▶ **Aufgabe**:
Beantworten Sie anhand der Angaben zur Oper „Schlagt sie tot!“ die folgenden Fragen:
1. Von wem stammt der Text der Oper?
2. Wer dirigiert die Aufführung?
3. Wer singt die Partie der Katharina von Bora?

▶ **Vorliegender Text**:
···
Schlagt sie tot! – Malmö, Oper

von Bo Holten (* 1948), Oper in zwei Akten, Text von Eva Sommestad Holten, ins Deutsche übersetzt von Jana Hallberg

Regie: Peter Oskarson, Bühnenbild und Kostüm: Peter Holm, Licht: Per Sundin, Choreograph: Caroline Lundblad

Dirigent: Patrik Ringborg, Opernorchester Malmö, Opernchor Malmö, Leitung: André Kellinghaus, Kinderchor der Oper Malmö, Leitung: Kristina W. Svensson

Solisten: Dietrich Henschel (Martin Luther), Thomas Volle (Philipp Melanchthon), Jakob Högström (Spalatin; Martin Bucer), Reinhard Hagen (Lucas Cranach), Inger Dam-Jensen (Barbara Cranach), Bengt Krantz (Friedrich der Weise; Johannes Oecolampad), Conny Thimander (Landgraf Philipp von Hessen), Stefan Dahlberg (Erasmus von Rotterdam; Huldrych Zwingli), Magnus Loftsson (Andreas Karlstadt), Emma Lyrén (Katharina von Bora) u.a.
···
▶ **Unbearbeitete Zeilen**:
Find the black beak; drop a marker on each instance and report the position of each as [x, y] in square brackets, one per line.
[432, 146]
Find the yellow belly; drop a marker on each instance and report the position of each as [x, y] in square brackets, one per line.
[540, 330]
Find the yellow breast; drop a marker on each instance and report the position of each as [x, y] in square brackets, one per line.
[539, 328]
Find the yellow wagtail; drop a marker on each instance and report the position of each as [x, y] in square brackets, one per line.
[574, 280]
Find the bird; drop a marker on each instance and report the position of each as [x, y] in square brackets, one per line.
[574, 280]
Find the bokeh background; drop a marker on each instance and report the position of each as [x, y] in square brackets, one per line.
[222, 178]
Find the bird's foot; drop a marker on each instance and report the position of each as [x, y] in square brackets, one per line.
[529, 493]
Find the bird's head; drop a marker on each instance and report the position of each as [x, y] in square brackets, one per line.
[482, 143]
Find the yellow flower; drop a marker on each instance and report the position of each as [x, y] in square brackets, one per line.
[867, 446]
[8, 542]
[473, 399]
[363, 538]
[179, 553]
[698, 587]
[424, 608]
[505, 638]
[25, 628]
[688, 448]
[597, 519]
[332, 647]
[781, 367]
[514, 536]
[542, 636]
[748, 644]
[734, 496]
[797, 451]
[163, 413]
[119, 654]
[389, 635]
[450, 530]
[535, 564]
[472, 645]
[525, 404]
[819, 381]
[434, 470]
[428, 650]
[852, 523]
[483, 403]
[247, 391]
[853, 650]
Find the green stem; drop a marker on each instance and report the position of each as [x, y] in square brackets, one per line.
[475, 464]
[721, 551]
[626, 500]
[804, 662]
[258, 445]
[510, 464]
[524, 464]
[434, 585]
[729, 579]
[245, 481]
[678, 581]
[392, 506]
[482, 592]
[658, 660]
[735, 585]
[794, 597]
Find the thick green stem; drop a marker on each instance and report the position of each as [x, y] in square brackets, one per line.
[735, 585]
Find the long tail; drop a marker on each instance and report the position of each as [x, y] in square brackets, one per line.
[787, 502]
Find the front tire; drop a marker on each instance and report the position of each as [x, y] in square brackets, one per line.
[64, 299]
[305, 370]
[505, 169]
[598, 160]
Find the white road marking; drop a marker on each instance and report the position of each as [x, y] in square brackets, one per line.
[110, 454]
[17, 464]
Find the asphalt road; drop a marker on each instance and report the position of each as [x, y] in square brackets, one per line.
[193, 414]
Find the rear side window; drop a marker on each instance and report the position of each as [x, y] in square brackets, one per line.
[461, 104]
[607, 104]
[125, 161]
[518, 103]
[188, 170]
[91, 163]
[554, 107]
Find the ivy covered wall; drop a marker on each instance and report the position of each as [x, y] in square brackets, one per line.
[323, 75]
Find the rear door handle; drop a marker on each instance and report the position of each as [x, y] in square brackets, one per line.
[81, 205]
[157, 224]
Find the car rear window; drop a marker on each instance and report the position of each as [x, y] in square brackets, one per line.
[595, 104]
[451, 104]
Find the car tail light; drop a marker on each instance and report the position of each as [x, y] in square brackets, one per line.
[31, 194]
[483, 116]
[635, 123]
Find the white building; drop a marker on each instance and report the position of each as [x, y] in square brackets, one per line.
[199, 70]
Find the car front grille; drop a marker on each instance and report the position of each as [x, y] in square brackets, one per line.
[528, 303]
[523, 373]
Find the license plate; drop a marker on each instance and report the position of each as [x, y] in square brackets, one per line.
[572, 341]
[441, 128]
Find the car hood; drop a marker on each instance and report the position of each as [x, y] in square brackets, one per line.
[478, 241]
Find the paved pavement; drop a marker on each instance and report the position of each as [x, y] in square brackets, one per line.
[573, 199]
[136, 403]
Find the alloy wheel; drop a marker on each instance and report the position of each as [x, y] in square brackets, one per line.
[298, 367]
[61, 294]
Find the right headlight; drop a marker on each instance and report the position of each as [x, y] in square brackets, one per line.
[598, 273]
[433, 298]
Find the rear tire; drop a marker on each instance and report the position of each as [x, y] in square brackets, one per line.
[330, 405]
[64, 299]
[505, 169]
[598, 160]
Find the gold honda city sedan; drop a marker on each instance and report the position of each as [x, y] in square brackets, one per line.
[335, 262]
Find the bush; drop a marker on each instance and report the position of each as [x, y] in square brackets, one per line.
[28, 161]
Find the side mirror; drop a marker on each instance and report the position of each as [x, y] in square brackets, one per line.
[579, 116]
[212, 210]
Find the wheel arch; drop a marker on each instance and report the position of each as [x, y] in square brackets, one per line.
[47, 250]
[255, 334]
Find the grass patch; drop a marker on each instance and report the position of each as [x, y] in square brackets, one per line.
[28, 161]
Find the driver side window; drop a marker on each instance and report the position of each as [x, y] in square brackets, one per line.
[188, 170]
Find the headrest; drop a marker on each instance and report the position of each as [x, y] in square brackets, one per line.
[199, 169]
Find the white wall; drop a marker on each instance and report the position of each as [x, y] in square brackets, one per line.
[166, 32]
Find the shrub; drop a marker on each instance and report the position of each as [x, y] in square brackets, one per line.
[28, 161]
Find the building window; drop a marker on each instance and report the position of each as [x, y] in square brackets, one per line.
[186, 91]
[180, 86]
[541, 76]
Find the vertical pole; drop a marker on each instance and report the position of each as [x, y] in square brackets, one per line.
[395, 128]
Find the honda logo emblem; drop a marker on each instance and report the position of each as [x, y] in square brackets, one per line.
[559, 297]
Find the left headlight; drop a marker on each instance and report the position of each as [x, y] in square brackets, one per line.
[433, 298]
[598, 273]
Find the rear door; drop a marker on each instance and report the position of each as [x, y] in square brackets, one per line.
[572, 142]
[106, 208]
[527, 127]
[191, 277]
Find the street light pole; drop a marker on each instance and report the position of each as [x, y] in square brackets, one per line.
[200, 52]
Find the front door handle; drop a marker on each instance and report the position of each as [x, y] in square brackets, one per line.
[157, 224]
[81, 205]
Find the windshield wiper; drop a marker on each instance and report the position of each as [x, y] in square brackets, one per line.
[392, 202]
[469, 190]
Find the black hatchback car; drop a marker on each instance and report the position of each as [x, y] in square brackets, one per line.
···
▶ **Lösung**:
1. Eva Sommestad Holten
2. Patrik Ringborg
3. Emma Lyrén